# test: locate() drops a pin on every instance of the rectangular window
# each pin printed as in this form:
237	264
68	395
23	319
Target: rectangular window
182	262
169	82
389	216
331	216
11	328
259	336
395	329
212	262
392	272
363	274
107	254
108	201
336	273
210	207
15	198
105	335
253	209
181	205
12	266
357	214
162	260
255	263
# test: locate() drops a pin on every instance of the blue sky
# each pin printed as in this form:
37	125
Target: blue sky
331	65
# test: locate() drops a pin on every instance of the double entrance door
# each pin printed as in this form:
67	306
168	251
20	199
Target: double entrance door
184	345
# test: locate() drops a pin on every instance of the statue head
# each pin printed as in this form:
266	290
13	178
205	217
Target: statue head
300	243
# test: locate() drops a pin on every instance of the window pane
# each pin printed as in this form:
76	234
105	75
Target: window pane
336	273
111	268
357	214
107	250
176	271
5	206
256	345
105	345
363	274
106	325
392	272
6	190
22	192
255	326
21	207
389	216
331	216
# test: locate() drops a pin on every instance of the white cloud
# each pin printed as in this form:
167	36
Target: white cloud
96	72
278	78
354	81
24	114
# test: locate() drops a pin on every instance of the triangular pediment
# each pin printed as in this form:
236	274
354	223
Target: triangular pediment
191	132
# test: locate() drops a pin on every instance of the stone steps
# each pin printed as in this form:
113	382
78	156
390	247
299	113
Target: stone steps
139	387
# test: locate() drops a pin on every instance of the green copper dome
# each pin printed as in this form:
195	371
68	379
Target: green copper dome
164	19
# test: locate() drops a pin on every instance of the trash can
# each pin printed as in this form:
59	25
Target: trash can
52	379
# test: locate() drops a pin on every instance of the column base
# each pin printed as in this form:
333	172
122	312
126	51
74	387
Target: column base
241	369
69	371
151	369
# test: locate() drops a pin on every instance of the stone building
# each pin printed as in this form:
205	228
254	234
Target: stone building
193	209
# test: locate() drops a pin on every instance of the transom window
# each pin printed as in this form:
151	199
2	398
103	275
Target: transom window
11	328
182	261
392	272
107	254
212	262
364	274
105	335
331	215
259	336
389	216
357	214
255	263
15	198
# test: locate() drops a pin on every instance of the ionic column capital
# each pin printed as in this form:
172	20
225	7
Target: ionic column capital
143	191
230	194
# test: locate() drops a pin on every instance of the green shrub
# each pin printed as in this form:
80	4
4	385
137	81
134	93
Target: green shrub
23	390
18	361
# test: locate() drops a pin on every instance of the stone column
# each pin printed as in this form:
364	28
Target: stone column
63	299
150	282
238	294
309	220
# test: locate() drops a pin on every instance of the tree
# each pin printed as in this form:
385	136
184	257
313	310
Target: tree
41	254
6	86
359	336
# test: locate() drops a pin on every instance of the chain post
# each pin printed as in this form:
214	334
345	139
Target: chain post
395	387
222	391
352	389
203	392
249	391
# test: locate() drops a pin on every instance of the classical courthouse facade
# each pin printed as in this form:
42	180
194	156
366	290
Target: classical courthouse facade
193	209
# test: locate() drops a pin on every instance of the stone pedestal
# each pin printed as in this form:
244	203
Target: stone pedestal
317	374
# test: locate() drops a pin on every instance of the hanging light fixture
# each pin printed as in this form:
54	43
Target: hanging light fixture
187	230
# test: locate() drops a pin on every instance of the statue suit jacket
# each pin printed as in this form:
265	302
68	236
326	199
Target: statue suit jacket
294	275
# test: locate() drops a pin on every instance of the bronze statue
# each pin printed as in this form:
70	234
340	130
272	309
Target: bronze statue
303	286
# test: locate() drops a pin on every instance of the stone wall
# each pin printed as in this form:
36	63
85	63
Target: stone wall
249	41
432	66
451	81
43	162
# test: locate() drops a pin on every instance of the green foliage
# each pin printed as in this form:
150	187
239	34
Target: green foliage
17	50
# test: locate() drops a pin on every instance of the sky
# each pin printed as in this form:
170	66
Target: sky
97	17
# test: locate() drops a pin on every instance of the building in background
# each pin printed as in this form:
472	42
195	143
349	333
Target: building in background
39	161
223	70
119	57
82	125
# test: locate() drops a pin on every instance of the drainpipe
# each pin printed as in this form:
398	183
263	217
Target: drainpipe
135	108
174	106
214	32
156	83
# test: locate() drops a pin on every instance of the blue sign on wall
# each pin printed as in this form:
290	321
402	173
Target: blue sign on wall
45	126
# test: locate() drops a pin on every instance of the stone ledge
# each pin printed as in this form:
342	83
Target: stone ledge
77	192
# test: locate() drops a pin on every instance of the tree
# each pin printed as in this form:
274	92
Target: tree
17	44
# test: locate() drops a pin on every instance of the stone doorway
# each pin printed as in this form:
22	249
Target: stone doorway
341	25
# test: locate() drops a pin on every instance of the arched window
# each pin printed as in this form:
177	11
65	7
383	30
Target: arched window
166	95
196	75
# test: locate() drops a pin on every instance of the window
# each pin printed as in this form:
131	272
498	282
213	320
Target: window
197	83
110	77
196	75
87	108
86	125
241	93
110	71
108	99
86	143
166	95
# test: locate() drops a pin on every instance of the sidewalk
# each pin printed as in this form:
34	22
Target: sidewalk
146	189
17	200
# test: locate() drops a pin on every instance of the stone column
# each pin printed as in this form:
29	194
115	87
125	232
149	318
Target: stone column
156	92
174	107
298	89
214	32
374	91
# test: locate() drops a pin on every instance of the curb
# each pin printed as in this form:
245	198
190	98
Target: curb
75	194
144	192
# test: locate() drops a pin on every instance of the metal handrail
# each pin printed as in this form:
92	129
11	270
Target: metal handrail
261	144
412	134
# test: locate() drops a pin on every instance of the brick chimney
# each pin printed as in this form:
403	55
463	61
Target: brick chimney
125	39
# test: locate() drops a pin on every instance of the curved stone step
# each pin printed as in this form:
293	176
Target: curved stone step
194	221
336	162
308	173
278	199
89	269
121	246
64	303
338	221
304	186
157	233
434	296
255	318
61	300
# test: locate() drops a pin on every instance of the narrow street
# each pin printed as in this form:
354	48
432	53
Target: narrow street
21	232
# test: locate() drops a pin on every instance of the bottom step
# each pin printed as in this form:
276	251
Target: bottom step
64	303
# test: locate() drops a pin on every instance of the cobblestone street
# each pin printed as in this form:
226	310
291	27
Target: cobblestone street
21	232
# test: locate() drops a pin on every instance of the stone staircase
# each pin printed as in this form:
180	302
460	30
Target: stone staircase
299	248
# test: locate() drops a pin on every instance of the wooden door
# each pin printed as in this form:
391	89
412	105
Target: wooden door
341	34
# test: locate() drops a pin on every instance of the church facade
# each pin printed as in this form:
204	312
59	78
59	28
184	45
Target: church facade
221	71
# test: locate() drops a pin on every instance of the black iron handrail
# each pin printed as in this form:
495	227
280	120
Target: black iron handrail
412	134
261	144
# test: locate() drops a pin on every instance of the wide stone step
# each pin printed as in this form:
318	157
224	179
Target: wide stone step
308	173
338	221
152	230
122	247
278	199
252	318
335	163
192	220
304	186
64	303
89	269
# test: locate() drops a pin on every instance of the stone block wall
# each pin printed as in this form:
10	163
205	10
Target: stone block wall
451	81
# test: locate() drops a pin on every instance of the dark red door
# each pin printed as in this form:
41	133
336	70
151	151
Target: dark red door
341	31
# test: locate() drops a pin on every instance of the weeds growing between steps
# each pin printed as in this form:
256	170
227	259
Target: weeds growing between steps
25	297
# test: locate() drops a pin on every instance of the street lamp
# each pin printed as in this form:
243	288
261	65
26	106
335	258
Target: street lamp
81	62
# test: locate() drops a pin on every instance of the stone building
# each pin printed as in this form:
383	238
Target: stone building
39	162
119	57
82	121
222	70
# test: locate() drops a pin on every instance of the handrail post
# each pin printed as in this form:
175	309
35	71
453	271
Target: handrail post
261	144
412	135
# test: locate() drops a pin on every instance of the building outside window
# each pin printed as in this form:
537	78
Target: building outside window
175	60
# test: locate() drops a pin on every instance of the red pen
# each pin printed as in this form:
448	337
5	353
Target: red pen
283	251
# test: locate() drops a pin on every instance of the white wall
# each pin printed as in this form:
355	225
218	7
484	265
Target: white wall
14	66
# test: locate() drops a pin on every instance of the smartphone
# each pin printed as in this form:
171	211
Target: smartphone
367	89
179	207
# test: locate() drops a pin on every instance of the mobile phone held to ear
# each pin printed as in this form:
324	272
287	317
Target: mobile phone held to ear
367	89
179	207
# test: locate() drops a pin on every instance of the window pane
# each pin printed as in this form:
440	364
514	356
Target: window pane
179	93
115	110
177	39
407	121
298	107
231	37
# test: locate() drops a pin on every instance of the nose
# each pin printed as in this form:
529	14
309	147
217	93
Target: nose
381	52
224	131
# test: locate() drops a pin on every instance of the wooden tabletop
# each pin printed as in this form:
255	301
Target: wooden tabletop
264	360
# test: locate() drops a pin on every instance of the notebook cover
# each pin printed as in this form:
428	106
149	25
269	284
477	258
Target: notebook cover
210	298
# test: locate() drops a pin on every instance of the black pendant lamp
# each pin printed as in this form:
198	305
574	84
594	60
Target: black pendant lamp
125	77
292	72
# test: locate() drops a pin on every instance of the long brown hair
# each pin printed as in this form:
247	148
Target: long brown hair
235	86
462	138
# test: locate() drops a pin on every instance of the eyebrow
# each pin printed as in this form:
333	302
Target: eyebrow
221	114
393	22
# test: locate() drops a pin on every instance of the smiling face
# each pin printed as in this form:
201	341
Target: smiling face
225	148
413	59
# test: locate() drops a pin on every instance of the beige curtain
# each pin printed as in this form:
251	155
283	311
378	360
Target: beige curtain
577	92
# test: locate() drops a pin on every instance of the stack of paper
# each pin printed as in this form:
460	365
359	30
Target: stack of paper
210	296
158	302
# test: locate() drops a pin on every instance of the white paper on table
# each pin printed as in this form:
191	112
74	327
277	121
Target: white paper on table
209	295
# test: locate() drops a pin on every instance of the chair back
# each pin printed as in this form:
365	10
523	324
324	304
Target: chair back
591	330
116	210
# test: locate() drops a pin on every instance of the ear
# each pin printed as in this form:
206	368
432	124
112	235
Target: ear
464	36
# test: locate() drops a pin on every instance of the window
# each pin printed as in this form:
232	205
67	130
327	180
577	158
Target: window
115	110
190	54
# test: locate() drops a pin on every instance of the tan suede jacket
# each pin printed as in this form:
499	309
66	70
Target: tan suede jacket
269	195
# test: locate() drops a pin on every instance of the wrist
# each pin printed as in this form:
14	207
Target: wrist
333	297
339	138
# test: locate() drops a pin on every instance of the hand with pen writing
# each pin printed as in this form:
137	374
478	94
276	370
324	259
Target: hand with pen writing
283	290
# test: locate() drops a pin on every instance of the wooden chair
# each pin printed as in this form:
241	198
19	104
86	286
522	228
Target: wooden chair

:::::

Exercise → Copy the material above word for word. Start at the line that contains "the black pendant lamp" and continue through its final line.

Solution below →
# test: locate() drops a pin on every instance of the black pendant lamp
# each pin printed as in this form:
198	305
574	84
594	60
Target: black pendant lamp
125	77
292	72
# test: locate() drops a pin on every instance of the long brown hair
# each pin printed as in this form:
247	148
Target: long brown hair
235	86
462	138
# test: locate() drops a pin on every instance of the eyebrow
# each pin printed as in this form:
333	302
Target: eyebrow
221	114
393	22
# test: locate() drops a pin on every instance of the smiling face
# each pin printed as in this form:
201	341
Target: smiling face
225	148
413	59
# test: locate() drops a pin on every instance of the beige curtain
# each pin printed as in this form:
251	155
283	311
378	360
Target: beige curtain
577	92
# test: locate() drops a pin on every instance of the stack of paper
# each pin printed as in this form:
460	365
359	30
Target: stack of paper
210	296
158	302
# test: locate() drops a pin on every instance of the white paper on table
# each pin printed as in this form:
191	112
74	327
277	121
Target: white paper on table
209	295
# test: locate() drops a pin on every instance of the chair back
# each pin printed as in this form:
365	10
523	324
324	304
Target: chair back
591	330
116	210
# test: locate() drops a pin on every instance of the ear
# each pin printed as in this form:
206	368
432	124
112	235
Target: ear
464	36
# test: locate() drops a pin on every instance of the window
# each pin printed as in this form:
232	205
67	130
327	180
577	158
Target: window
115	110
190	54
# test: locate() drops a pin on every instance of the tan suede jacket
# each pin printed as in this form:
499	309
66	70
Target: tan suede jacket
269	195
# test: locate() drops a pin on every instance of the wrist
# each pin printed as in this form:
14	207
Target: wrist
333	297
339	138
# test: locate() drops a pin on every instance of the hand with pen writing
# each pin printed as in this form:
137	374
478	94
276	370
324	259
Target: hand with pen writing
283	290
# test: locate() drops a pin on every instance of the wooden chair
# each pin printed as in this form:
241	198
19	104
86	286
522	228
Target: wooden chair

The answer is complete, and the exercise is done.